# [Data for the task]
■ ■ ■ ■ ■ ■ ■

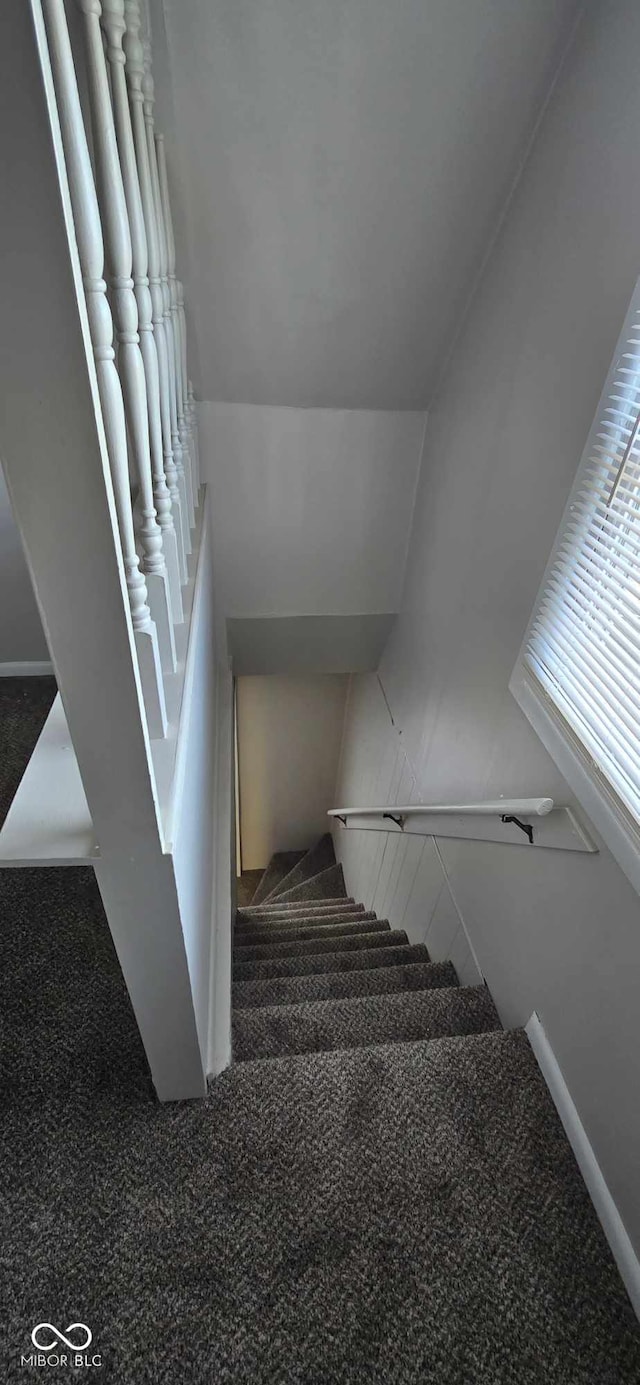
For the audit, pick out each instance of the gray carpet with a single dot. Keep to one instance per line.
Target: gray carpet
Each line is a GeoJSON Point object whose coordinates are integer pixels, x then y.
{"type": "Point", "coordinates": [316, 860]}
{"type": "Point", "coordinates": [268, 913]}
{"type": "Point", "coordinates": [359, 1021]}
{"type": "Point", "coordinates": [313, 963]}
{"type": "Point", "coordinates": [401, 1215]}
{"type": "Point", "coordinates": [329, 884]}
{"type": "Point", "coordinates": [276, 952]}
{"type": "Point", "coordinates": [277, 869]}
{"type": "Point", "coordinates": [312, 928]}
{"type": "Point", "coordinates": [334, 985]}
{"type": "Point", "coordinates": [247, 885]}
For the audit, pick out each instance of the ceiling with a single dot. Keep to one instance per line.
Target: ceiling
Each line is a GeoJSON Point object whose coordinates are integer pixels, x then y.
{"type": "Point", "coordinates": [344, 166]}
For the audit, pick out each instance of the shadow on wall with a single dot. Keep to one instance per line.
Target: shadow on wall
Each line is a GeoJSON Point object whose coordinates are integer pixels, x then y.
{"type": "Point", "coordinates": [290, 731]}
{"type": "Point", "coordinates": [21, 633]}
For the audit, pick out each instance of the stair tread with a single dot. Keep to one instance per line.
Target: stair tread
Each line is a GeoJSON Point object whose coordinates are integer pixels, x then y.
{"type": "Point", "coordinates": [279, 866]}
{"type": "Point", "coordinates": [287, 990]}
{"type": "Point", "coordinates": [428, 1211]}
{"type": "Point", "coordinates": [317, 1025]}
{"type": "Point", "coordinates": [263, 952]}
{"type": "Point", "coordinates": [337, 928]}
{"type": "Point", "coordinates": [270, 925]}
{"type": "Point", "coordinates": [327, 884]}
{"type": "Point", "coordinates": [319, 906]}
{"type": "Point", "coordinates": [315, 860]}
{"type": "Point", "coordinates": [319, 963]}
{"type": "Point", "coordinates": [305, 920]}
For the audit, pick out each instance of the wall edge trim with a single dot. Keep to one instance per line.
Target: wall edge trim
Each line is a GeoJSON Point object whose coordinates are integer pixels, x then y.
{"type": "Point", "coordinates": [606, 1208]}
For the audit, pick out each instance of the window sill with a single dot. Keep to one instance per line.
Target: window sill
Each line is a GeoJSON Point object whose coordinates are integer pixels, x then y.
{"type": "Point", "coordinates": [607, 815]}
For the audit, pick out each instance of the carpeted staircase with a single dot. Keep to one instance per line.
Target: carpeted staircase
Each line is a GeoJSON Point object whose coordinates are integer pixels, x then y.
{"type": "Point", "coordinates": [358, 1201]}
{"type": "Point", "coordinates": [434, 1225]}
{"type": "Point", "coordinates": [292, 992]}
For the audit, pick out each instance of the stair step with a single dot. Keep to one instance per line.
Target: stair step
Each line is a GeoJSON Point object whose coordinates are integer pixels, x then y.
{"type": "Point", "coordinates": [319, 945]}
{"type": "Point", "coordinates": [360, 1021]}
{"type": "Point", "coordinates": [310, 964]}
{"type": "Point", "coordinates": [329, 884]}
{"type": "Point", "coordinates": [319, 906]}
{"type": "Point", "coordinates": [280, 866]}
{"type": "Point", "coordinates": [306, 918]}
{"type": "Point", "coordinates": [250, 928]}
{"type": "Point", "coordinates": [334, 985]}
{"type": "Point", "coordinates": [341, 928]}
{"type": "Point", "coordinates": [315, 860]}
{"type": "Point", "coordinates": [419, 1208]}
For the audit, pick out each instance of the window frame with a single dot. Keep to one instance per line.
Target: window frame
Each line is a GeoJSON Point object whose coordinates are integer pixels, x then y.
{"type": "Point", "coordinates": [586, 779]}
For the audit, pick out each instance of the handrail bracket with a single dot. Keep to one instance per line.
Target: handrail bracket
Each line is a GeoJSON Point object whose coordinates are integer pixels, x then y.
{"type": "Point", "coordinates": [525, 827]}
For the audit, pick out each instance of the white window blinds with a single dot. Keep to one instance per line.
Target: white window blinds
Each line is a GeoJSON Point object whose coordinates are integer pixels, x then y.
{"type": "Point", "coordinates": [583, 643]}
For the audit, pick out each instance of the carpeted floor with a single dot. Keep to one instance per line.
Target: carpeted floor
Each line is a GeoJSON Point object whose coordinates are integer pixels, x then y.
{"type": "Point", "coordinates": [403, 1215]}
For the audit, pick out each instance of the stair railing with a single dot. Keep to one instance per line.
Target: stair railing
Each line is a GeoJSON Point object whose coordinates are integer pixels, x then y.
{"type": "Point", "coordinates": [121, 207]}
{"type": "Point", "coordinates": [507, 809]}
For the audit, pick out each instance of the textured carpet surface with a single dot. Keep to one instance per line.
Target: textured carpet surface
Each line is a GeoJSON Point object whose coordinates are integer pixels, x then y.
{"type": "Point", "coordinates": [329, 884]}
{"type": "Point", "coordinates": [245, 887]}
{"type": "Point", "coordinates": [24, 708]}
{"type": "Point", "coordinates": [291, 990]}
{"type": "Point", "coordinates": [317, 859]}
{"type": "Point", "coordinates": [356, 1021]}
{"type": "Point", "coordinates": [298, 932]}
{"type": "Point", "coordinates": [302, 917]}
{"type": "Point", "coordinates": [277, 869]}
{"type": "Point", "coordinates": [315, 909]}
{"type": "Point", "coordinates": [406, 1215]}
{"type": "Point", "coordinates": [277, 952]}
{"type": "Point", "coordinates": [401, 1215]}
{"type": "Point", "coordinates": [312, 963]}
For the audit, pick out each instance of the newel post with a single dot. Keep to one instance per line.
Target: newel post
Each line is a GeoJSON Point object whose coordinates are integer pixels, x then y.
{"type": "Point", "coordinates": [178, 319]}
{"type": "Point", "coordinates": [114, 29]}
{"type": "Point", "coordinates": [89, 234]}
{"type": "Point", "coordinates": [135, 74]}
{"type": "Point", "coordinates": [171, 345]}
{"type": "Point", "coordinates": [143, 407]}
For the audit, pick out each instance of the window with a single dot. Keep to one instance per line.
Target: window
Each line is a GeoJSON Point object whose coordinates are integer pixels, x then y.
{"type": "Point", "coordinates": [578, 673]}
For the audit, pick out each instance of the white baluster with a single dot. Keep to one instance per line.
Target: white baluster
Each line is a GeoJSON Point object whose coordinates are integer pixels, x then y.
{"type": "Point", "coordinates": [89, 234]}
{"type": "Point", "coordinates": [178, 327]}
{"type": "Point", "coordinates": [194, 432]}
{"type": "Point", "coordinates": [151, 474]}
{"type": "Point", "coordinates": [135, 74]}
{"type": "Point", "coordinates": [118, 243]}
{"type": "Point", "coordinates": [168, 320]}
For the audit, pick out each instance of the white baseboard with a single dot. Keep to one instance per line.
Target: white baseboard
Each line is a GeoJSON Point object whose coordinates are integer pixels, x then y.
{"type": "Point", "coordinates": [28, 669]}
{"type": "Point", "coordinates": [606, 1208]}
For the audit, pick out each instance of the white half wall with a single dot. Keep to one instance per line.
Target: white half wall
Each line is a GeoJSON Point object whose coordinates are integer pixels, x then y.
{"type": "Point", "coordinates": [290, 733]}
{"type": "Point", "coordinates": [312, 507]}
{"type": "Point", "coordinates": [554, 932]}
{"type": "Point", "coordinates": [21, 633]}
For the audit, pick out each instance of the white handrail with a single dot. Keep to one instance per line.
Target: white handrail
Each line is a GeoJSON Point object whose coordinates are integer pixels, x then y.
{"type": "Point", "coordinates": [502, 806]}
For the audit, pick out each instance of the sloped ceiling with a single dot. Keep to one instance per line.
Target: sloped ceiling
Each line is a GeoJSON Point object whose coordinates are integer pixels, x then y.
{"type": "Point", "coordinates": [344, 165]}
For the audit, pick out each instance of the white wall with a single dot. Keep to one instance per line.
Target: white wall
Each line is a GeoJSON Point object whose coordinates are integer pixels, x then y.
{"type": "Point", "coordinates": [344, 166]}
{"type": "Point", "coordinates": [312, 508]}
{"type": "Point", "coordinates": [290, 733]}
{"type": "Point", "coordinates": [554, 932]}
{"type": "Point", "coordinates": [21, 633]}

■ ■ ■ ■ ■ ■ ■

# [Work to complete]
Repeat exactly the lines from the line containing "For the audit, pick out each instance of the sloped" through the last line of the records above, including both, and nothing else.

# [Exercise response]
For the audit, pick out each instance of the sloped ceiling with a single dot. Keep to one instance per line.
Target: sloped ceiling
Each line is a GeoJSON Point object whose coordinates are integer pixels, x then y.
{"type": "Point", "coordinates": [344, 165]}
For the audit, pick out each instance of the white wall with a single dot. Keep to one instance per line.
Target: white wall
Each line is a GeoJSON Point object whose coordinates are integer pixels, x then y.
{"type": "Point", "coordinates": [344, 166]}
{"type": "Point", "coordinates": [312, 508]}
{"type": "Point", "coordinates": [290, 733]}
{"type": "Point", "coordinates": [554, 932]}
{"type": "Point", "coordinates": [21, 633]}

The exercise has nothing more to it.